**Task directions:** Would you retype the listing below exactly as given?

**Recorded data:**

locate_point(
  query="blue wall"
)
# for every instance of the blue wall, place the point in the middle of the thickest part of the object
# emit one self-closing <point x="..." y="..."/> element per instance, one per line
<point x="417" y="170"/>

**Result of this exercise:**
locate_point(
  query="blue wall"
)
# for every instance of the blue wall, place the point in the middle of the thickest part of the object
# emit one self-closing <point x="..." y="..."/> element per instance, one per line
<point x="417" y="170"/>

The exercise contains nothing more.